» SOURCE RECORDS:
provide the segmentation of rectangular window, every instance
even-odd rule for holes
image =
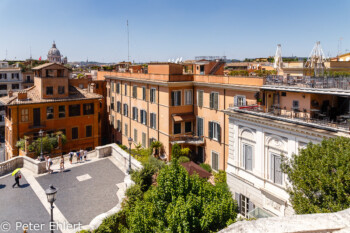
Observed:
[[[47,107],[46,108],[46,119],[53,119],[53,107]]]
[[[21,109],[21,121],[22,122],[27,122],[28,118],[29,118],[28,116],[29,116],[28,108]]]
[[[174,134],[181,133],[181,123],[174,123]]]
[[[53,95],[53,87],[46,87],[46,95]]]
[[[156,89],[155,88],[151,88],[150,94],[149,94],[149,99],[150,99],[151,103],[156,102]]]
[[[0,79],[7,79],[7,74],[0,74]]]
[[[134,143],[138,143],[137,142],[137,129],[134,129]]]
[[[132,87],[132,97],[137,99],[137,86]]]
[[[142,87],[142,99],[146,100],[146,87]]]
[[[140,110],[141,123],[147,125],[147,112],[145,110]]]
[[[19,73],[13,73],[12,79],[19,79]]]
[[[117,120],[117,131],[120,132],[121,130],[122,130],[121,122],[120,122],[120,120]]]
[[[64,86],[58,86],[58,94],[60,95],[64,94]]]
[[[91,125],[87,125],[86,126],[86,131],[85,131],[85,137],[91,137],[92,136],[92,126]]]
[[[271,180],[282,184],[281,156],[271,153]]]
[[[58,106],[58,118],[66,117],[66,106],[60,105]]]
[[[111,98],[111,109],[114,110],[114,97]]]
[[[204,91],[198,90],[197,91],[197,105],[198,107],[203,107],[203,93]]]
[[[113,93],[114,92],[114,83],[111,82],[111,92]]]
[[[124,95],[128,95],[128,84],[124,84]]]
[[[185,90],[185,105],[192,104],[192,90]]]
[[[185,122],[185,133],[190,133],[192,132],[192,122],[187,121]]]
[[[114,116],[113,115],[110,115],[110,123],[114,128]]]
[[[117,102],[117,112],[120,113],[120,110],[121,110],[121,105],[122,103],[120,103],[120,101]]]
[[[78,139],[78,127],[72,128],[72,139]]]
[[[171,105],[180,106],[181,105],[181,91],[171,92]]]
[[[242,95],[237,95],[234,97],[234,105],[239,106],[246,106],[246,97]]]
[[[12,84],[12,89],[13,89],[13,90],[19,89],[19,84]]]
[[[299,100],[293,100],[293,109],[299,109]]]
[[[84,115],[93,115],[94,103],[83,104],[83,113]]]
[[[219,93],[212,92],[210,93],[210,108],[219,109]]]
[[[117,94],[120,93],[120,83],[116,83],[116,92]]]
[[[146,133],[142,133],[142,147],[146,148]]]
[[[243,144],[243,167],[245,170],[253,170],[253,147]]]
[[[124,125],[124,135],[128,136],[128,124]]]
[[[220,142],[221,139],[221,127],[218,123],[209,121],[209,138]]]
[[[1,91],[7,90],[7,85],[6,84],[0,85],[0,90]]]
[[[237,194],[236,194],[237,195]],[[255,205],[249,200],[248,197],[244,195],[239,195],[239,201],[238,206],[239,206],[239,213],[243,215],[245,218],[248,217],[248,213],[252,211],[255,208]]]
[[[214,151],[211,152],[211,168],[215,171],[219,170],[219,154]]]
[[[69,116],[80,116],[80,104],[69,105]]]
[[[152,129],[157,128],[157,114],[155,114],[155,113],[150,114],[150,127]]]
[[[128,112],[128,105],[127,104],[124,104],[124,116],[128,116],[129,115],[129,112]]]
[[[132,119],[134,121],[138,121],[139,120],[139,110],[136,107],[132,107]]]
[[[197,136],[198,137],[203,136],[203,126],[204,126],[203,118],[197,117]]]

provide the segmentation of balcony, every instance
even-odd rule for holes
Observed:
[[[204,145],[204,137],[203,136],[194,136],[190,134],[179,134],[179,135],[171,135],[170,136],[170,143],[171,144],[187,144],[187,145],[194,145],[194,146],[201,146]]]
[[[350,78],[345,77],[310,77],[310,76],[277,76],[266,78],[265,85],[288,86],[310,89],[338,89],[350,90]]]
[[[267,112],[264,107],[259,105],[241,107],[230,106],[229,110],[332,132],[350,133],[350,113],[330,117],[318,109],[285,109],[279,106],[273,106],[272,109]]]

» WHAT TO PRODUCE:
Return, from the material above, each line holding the string "segmentation".

» TASK OUTPUT:
provide the segmentation of rectangular window, every instance
provide the segmentation of balcony, every instance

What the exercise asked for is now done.